PROBLEM DETAILS
Write out precisely the lines beginning with the line that contains "Target: street lamp" and ending with the last line of the entries, and no other lines.

Stored entries
* * * * * * * * *
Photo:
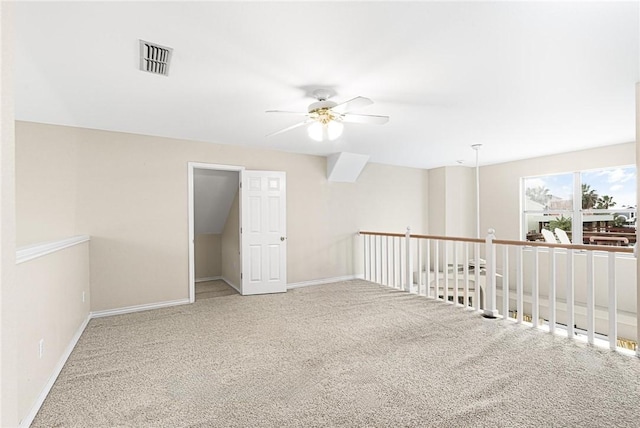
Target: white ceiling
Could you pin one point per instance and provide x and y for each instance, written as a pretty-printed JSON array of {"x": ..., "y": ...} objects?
[
  {"x": 522, "y": 78},
  {"x": 214, "y": 191}
]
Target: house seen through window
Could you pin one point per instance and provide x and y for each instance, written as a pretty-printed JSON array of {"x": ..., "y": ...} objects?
[{"x": 586, "y": 207}]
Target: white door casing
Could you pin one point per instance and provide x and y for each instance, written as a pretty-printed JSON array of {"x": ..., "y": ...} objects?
[{"x": 264, "y": 232}]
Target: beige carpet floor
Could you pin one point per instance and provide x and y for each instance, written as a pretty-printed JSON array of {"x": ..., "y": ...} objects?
[
  {"x": 215, "y": 288},
  {"x": 349, "y": 354}
]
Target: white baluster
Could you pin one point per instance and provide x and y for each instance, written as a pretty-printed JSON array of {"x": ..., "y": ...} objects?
[
  {"x": 490, "y": 310},
  {"x": 476, "y": 255},
  {"x": 552, "y": 290},
  {"x": 419, "y": 267},
  {"x": 505, "y": 282},
  {"x": 535, "y": 287},
  {"x": 570, "y": 295},
  {"x": 445, "y": 268},
  {"x": 591, "y": 319},
  {"x": 519, "y": 283},
  {"x": 427, "y": 268},
  {"x": 455, "y": 273},
  {"x": 408, "y": 273},
  {"x": 466, "y": 275},
  {"x": 613, "y": 304},
  {"x": 436, "y": 268}
]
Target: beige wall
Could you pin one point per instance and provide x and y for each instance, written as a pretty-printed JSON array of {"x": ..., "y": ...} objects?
[
  {"x": 452, "y": 200},
  {"x": 132, "y": 200},
  {"x": 499, "y": 184},
  {"x": 9, "y": 290},
  {"x": 51, "y": 167},
  {"x": 208, "y": 255},
  {"x": 51, "y": 308},
  {"x": 231, "y": 245}
]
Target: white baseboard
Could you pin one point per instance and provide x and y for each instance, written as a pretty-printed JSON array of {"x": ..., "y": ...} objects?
[
  {"x": 232, "y": 285},
  {"x": 138, "y": 308},
  {"x": 208, "y": 278},
  {"x": 26, "y": 422},
  {"x": 323, "y": 281}
]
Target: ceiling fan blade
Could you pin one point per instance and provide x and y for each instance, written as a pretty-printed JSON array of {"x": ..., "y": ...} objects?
[
  {"x": 299, "y": 113},
  {"x": 365, "y": 118},
  {"x": 353, "y": 104},
  {"x": 289, "y": 128}
]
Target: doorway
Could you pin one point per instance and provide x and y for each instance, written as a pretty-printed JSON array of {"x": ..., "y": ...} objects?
[
  {"x": 214, "y": 238},
  {"x": 254, "y": 251}
]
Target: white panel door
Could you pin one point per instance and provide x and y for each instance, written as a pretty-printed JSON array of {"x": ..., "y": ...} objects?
[{"x": 264, "y": 232}]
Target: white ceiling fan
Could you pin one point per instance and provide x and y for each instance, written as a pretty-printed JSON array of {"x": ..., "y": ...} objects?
[{"x": 325, "y": 118}]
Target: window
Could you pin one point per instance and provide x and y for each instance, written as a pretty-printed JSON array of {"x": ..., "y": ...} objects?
[{"x": 592, "y": 207}]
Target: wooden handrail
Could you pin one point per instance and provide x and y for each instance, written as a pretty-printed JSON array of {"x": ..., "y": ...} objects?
[{"x": 606, "y": 248}]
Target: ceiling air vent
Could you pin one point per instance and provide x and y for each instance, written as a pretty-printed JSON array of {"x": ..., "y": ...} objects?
[{"x": 155, "y": 58}]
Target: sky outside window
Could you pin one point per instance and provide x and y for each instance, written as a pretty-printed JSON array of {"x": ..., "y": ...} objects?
[{"x": 619, "y": 183}]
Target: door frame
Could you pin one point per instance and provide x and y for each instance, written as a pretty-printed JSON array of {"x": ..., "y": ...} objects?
[{"x": 191, "y": 167}]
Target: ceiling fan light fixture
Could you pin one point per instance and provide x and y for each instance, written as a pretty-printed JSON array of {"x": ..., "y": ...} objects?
[
  {"x": 334, "y": 130},
  {"x": 319, "y": 131},
  {"x": 316, "y": 131}
]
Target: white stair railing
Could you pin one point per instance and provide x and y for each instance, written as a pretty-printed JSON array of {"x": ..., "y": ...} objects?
[{"x": 452, "y": 268}]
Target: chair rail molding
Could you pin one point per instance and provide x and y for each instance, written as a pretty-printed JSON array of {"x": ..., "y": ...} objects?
[{"x": 30, "y": 252}]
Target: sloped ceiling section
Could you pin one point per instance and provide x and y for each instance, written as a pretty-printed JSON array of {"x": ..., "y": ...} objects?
[{"x": 213, "y": 195}]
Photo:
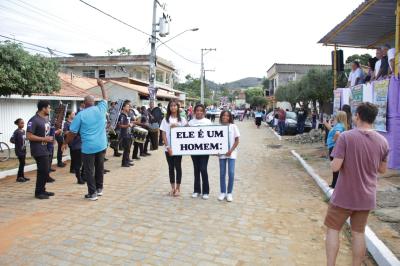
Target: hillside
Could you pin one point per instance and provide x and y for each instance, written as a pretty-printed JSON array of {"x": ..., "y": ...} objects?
[{"x": 238, "y": 84}]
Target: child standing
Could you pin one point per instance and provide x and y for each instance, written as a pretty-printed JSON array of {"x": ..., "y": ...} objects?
[
  {"x": 19, "y": 138},
  {"x": 230, "y": 157}
]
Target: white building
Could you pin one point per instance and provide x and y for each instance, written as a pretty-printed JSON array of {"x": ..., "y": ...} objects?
[{"x": 17, "y": 106}]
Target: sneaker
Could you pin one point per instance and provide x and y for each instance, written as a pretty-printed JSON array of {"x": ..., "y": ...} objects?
[
  {"x": 21, "y": 179},
  {"x": 91, "y": 196},
  {"x": 221, "y": 196},
  {"x": 42, "y": 196},
  {"x": 229, "y": 197}
]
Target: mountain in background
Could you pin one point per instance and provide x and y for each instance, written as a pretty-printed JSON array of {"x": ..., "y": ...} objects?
[{"x": 238, "y": 84}]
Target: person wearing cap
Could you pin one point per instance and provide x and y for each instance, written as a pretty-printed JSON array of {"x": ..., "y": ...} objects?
[{"x": 384, "y": 67}]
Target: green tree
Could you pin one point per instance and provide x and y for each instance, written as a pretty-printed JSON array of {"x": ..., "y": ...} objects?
[
  {"x": 252, "y": 92},
  {"x": 24, "y": 74},
  {"x": 258, "y": 101},
  {"x": 363, "y": 59}
]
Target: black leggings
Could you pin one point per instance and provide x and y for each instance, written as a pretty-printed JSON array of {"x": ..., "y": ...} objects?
[
  {"x": 174, "y": 163},
  {"x": 21, "y": 165},
  {"x": 200, "y": 163},
  {"x": 76, "y": 162},
  {"x": 335, "y": 175}
]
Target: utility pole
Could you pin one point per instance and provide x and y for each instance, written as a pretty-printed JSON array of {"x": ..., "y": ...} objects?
[
  {"x": 202, "y": 72},
  {"x": 152, "y": 75}
]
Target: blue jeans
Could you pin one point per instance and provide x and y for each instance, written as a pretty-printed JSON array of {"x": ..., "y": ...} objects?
[{"x": 222, "y": 174}]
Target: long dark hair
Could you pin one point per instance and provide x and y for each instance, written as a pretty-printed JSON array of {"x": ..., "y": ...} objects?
[
  {"x": 169, "y": 110},
  {"x": 230, "y": 116}
]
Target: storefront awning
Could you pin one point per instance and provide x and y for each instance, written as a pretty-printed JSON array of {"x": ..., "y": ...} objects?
[{"x": 370, "y": 25}]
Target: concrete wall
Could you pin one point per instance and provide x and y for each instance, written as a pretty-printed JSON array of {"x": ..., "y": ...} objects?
[
  {"x": 116, "y": 92},
  {"x": 11, "y": 109}
]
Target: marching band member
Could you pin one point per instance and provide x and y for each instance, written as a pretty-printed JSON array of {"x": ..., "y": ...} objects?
[
  {"x": 125, "y": 125},
  {"x": 38, "y": 130}
]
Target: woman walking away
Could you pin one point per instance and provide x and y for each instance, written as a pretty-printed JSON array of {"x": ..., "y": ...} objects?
[
  {"x": 230, "y": 156},
  {"x": 18, "y": 138},
  {"x": 200, "y": 162},
  {"x": 333, "y": 135},
  {"x": 172, "y": 119},
  {"x": 258, "y": 116}
]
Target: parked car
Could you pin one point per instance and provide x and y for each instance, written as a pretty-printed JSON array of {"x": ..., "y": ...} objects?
[{"x": 291, "y": 124}]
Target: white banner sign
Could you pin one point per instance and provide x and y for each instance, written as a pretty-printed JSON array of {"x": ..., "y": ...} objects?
[{"x": 201, "y": 140}]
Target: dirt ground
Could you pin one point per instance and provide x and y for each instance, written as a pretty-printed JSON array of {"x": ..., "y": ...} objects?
[{"x": 385, "y": 220}]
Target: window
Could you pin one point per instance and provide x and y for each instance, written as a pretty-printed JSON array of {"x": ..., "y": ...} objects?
[
  {"x": 89, "y": 73},
  {"x": 138, "y": 74},
  {"x": 159, "y": 76},
  {"x": 102, "y": 73}
]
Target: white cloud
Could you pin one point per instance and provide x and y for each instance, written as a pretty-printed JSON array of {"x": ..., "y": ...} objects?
[{"x": 249, "y": 35}]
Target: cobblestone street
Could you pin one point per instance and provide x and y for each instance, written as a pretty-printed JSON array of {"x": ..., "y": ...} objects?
[{"x": 276, "y": 217}]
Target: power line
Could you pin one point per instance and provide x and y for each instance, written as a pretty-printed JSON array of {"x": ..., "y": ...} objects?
[
  {"x": 45, "y": 17},
  {"x": 36, "y": 45},
  {"x": 137, "y": 29},
  {"x": 117, "y": 19}
]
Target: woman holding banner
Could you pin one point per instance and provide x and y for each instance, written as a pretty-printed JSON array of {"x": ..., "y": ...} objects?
[
  {"x": 226, "y": 119},
  {"x": 200, "y": 162},
  {"x": 172, "y": 119}
]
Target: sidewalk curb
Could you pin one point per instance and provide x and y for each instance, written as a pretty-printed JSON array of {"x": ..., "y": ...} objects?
[
  {"x": 273, "y": 131},
  {"x": 28, "y": 168},
  {"x": 379, "y": 251}
]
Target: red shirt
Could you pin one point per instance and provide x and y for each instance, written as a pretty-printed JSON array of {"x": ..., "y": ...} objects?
[{"x": 363, "y": 151}]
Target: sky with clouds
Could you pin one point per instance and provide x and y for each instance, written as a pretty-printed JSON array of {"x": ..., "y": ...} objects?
[{"x": 249, "y": 35}]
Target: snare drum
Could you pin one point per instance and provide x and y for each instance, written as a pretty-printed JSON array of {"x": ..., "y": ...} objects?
[{"x": 140, "y": 134}]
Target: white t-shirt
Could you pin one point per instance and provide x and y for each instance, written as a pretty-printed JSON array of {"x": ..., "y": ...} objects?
[
  {"x": 166, "y": 127},
  {"x": 233, "y": 134},
  {"x": 358, "y": 73},
  {"x": 377, "y": 67},
  {"x": 200, "y": 122}
]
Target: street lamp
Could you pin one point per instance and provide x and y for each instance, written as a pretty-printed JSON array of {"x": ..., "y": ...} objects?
[{"x": 194, "y": 29}]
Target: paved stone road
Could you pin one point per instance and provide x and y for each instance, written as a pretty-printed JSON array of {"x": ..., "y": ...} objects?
[{"x": 276, "y": 217}]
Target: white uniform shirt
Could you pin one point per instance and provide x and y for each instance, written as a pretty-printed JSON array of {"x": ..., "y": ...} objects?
* * * * * * * * *
RESPONSE TO THE TASK
Target: street lamp
Could you pin one point per instance and provide x and y for each instance, written as a pretty-printed JSON array of {"x": ..., "y": ...} objects?
[{"x": 194, "y": 29}]
Target: paved stone road
Could you pin one point per instance and provide x and y for each instance, written as a pretty-printed JSON array of {"x": ..., "y": ...} objects?
[{"x": 276, "y": 217}]
Target: white uniform shirt
Could you pin one point per instance and provide x and y for each instance, written as a pretty-printed JSON array of {"x": ..., "y": ...} objects?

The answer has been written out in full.